INPUT RECORDS:

==========

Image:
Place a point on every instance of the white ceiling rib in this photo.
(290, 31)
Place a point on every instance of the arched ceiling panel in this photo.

==========

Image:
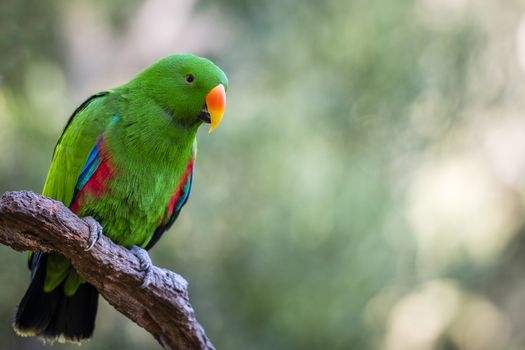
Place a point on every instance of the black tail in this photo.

==========

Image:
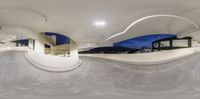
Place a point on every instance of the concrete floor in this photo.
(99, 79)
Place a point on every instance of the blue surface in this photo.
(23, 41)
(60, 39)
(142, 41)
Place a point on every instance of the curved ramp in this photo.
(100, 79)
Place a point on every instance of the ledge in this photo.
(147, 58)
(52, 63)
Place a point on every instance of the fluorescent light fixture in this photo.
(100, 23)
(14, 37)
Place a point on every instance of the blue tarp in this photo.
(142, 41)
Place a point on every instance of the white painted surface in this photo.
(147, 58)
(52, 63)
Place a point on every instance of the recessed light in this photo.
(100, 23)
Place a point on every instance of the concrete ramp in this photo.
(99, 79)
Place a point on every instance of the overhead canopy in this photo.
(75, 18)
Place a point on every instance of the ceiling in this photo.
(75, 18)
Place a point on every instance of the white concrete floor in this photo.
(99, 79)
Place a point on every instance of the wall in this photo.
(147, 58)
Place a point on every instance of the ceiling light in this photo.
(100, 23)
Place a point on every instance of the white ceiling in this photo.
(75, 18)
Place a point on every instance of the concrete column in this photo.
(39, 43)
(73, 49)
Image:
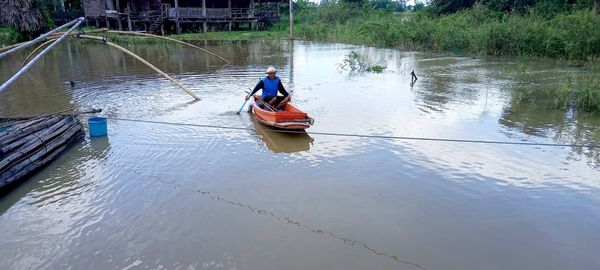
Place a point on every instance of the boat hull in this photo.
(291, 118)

==========

TASK REQUIREMENTS: All that is wanted is an exact copy of the lines above from the one with "Place a point on every instance of the white ceiling rib" through the one with "Place a point on every instance of the arched", with both ends included.

YOUR RESPONSE:
Place a point on every instance of the white ceiling rib in this photo.
(290, 31)
Place a point on every instance of the arched ceiling panel in this photo.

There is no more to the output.